:: Text block

OBJECTIVE: Recently rare heterozogous AMH genetic variants have been identified in women with polycystic ovary syndrome (PCOS) that result in reduced AMH signaling. However, the exact functional mechanism remains unknown. Therefore, we have analyzed the processing, secretion and signaling of these PCOS-specific AMH variants.
METHODS: Six PCOS-specific AMH variants (V12G, P151S, P270S, P352S, P362S, H506Q) were selected based on previous findings. The variants were introduced in an AMH expression vector containing either wild type (AMH-RAQR) or optimized cleavage site (AMH-RARR) and co-expressed with the BRE-Luc reporter in the mouse granulosa cell line KK-1. AMH expression vectors were stably expressed in HEK293 cells for Western Blot analysis and ELISA.

::::
:: Information shown

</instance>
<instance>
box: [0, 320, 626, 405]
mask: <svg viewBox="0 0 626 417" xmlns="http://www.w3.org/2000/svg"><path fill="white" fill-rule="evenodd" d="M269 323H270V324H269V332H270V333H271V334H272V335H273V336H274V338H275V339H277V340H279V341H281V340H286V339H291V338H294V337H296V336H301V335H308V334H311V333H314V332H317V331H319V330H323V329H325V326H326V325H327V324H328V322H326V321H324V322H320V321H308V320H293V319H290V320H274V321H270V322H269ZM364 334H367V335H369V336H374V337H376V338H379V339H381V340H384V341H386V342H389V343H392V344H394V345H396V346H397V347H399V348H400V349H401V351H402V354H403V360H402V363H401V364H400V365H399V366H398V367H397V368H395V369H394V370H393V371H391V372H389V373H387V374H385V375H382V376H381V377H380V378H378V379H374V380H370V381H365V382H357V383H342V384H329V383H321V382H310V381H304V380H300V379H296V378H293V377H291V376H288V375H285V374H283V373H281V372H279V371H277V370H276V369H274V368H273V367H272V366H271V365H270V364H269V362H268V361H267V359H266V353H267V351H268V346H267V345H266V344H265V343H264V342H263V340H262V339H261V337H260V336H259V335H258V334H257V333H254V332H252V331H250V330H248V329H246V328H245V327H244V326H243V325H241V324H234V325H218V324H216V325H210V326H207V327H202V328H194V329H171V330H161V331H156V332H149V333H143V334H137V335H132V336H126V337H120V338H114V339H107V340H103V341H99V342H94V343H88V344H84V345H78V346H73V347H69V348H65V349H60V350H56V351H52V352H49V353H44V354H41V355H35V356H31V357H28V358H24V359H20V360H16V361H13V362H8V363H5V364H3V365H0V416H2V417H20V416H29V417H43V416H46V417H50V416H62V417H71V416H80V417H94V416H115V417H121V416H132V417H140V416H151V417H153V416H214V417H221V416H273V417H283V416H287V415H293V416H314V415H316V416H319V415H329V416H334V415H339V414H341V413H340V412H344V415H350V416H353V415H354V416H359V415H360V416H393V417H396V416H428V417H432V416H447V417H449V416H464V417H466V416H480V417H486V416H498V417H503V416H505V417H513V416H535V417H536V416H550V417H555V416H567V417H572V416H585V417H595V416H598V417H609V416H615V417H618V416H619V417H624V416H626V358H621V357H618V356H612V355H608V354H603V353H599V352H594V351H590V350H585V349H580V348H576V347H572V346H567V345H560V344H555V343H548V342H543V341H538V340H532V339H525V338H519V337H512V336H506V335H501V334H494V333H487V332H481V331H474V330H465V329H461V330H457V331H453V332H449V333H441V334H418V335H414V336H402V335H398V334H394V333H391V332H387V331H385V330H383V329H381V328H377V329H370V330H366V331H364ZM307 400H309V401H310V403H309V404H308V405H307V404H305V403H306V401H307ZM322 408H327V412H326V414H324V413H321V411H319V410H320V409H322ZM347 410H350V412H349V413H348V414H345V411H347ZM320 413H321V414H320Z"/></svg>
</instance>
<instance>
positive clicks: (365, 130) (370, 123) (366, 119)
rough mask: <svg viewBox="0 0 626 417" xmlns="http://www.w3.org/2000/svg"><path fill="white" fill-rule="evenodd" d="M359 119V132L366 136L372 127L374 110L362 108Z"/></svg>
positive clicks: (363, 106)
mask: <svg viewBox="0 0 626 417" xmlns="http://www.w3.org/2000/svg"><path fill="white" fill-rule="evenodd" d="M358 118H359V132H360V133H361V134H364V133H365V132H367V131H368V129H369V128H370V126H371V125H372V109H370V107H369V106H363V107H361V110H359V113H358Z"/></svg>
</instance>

::::

## [Task set]
A – List every AMH variant named in the study summary.
B – In the study summary, which cell line were the variants co-expressed in with the BRE-Luc reporter?
C – Decide whether each statement agrees with the study summary, and quote the words that settle it.
(i) The AMH expression vectors were stably expressed in HEK293 cells.
(ii) The exact functional mechanism behind the reduced AMH signaling is already known.
(iii) The optimized cleavage site is labeled AMH-RAQR.
These lines have no connection to the study summary.

## [Answers to this exercise]
A – V12G, P151S, P270S, P352S, P362S, H506Q

B – The mouse granulosa cell line KK-1.

C –
(i) Yes: "AMH expression vectors were stably expressed in HEK293 cells for Western Blot analysis and ELISA."
(ii) No: "However, the exact functional mechanism remains unknown."
(iii) No: "optimized cleavage site (AMH-RARR)"